* **RECORDS SUPPLIED**:

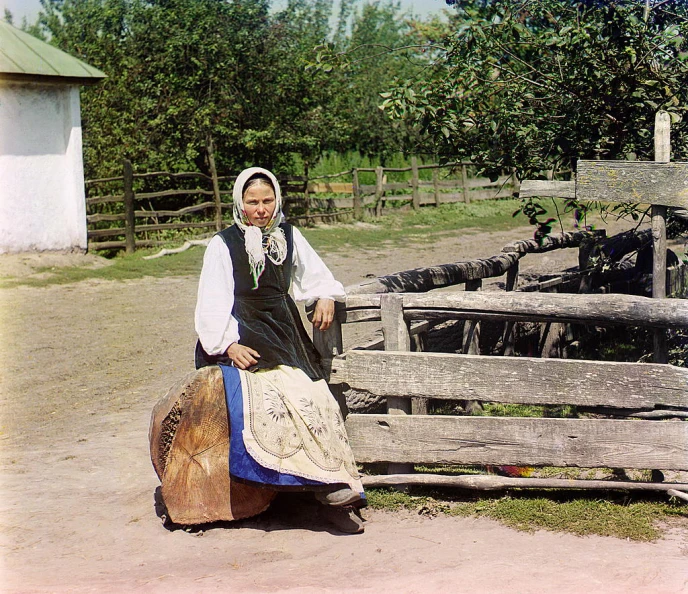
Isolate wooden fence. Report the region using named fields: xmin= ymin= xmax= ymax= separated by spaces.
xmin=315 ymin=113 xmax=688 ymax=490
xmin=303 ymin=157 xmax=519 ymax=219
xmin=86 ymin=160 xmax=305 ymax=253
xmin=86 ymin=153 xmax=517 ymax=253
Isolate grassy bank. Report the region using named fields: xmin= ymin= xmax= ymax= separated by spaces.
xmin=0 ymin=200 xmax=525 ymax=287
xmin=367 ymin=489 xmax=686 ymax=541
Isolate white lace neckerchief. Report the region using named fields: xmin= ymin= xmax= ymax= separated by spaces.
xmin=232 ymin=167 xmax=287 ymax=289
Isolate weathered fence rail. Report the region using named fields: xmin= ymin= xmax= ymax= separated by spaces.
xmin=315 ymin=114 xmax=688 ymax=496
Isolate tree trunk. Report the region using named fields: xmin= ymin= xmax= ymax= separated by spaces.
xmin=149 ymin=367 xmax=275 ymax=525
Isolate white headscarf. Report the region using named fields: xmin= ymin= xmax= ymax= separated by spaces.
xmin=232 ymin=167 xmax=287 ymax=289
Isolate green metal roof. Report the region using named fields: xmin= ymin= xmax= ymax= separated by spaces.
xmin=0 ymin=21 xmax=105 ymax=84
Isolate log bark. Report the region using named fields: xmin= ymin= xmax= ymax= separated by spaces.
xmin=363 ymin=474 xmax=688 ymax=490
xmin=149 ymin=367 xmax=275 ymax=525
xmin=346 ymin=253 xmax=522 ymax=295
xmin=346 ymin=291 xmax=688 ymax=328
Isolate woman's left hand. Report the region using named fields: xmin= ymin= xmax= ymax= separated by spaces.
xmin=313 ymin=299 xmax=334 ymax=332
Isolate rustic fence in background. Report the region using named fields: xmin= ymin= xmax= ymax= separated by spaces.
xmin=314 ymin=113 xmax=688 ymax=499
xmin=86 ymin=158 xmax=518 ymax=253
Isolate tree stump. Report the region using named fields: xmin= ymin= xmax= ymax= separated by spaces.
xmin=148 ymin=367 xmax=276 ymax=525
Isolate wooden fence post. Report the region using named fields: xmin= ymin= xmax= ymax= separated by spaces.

* **TASK**:
Reproduce every line above verbatim, omitting the pictures.

* **OUTPUT FOR THIS EXERCISE**:
Isolate wooden fence. Report the region using named fields: xmin= ymin= xmax= ymax= separated by spaces.
xmin=315 ymin=113 xmax=688 ymax=490
xmin=303 ymin=157 xmax=519 ymax=219
xmin=86 ymin=160 xmax=305 ymax=253
xmin=86 ymin=153 xmax=517 ymax=253
Isolate grassy bank. Report the region using named fields: xmin= ymin= xmax= ymax= separated by spaces.
xmin=0 ymin=200 xmax=525 ymax=287
xmin=367 ymin=489 xmax=686 ymax=541
Isolate white lace neckerchief. Report the region using named fields: xmin= ymin= xmax= ymax= separated by spaces.
xmin=232 ymin=167 xmax=287 ymax=289
Isolate weathered fence rail. Report the region using named fields: xmin= ymin= xmax= ymax= separated by spaces.
xmin=315 ymin=114 xmax=688 ymax=496
Isolate tree trunk. Report the region using named fields: xmin= ymin= xmax= ymax= separated by spaces.
xmin=149 ymin=367 xmax=275 ymax=525
Isolate white headscarf. Report the region using named fields: xmin= ymin= xmax= ymax= separated by spaces.
xmin=232 ymin=167 xmax=287 ymax=289
Isolate green metal roof. Report the region using named fields: xmin= ymin= xmax= ymax= separated by spaces.
xmin=0 ymin=21 xmax=105 ymax=84
Isolate log bark. Report the region using named fields: xmin= ymin= xmax= ymax= separated by spaces.
xmin=363 ymin=474 xmax=688 ymax=490
xmin=149 ymin=367 xmax=275 ymax=525
xmin=346 ymin=253 xmax=522 ymax=295
xmin=346 ymin=291 xmax=688 ymax=328
Isolate woman's left hand. Report the region using named fields: xmin= ymin= xmax= ymax= separated by spaces.
xmin=313 ymin=299 xmax=334 ymax=332
Isolate rustic fence in background. Report the region using named fields: xmin= ymin= xmax= ymax= separated by spaces.
xmin=314 ymin=113 xmax=688 ymax=499
xmin=86 ymin=158 xmax=518 ymax=253
Isolate tree stump. Report the region using named fields: xmin= ymin= xmax= ymax= separated by spaces.
xmin=148 ymin=367 xmax=276 ymax=525
Isolate wooden fence post. Report the region using named fields: xmin= ymin= xmax= ymax= separated by spaces.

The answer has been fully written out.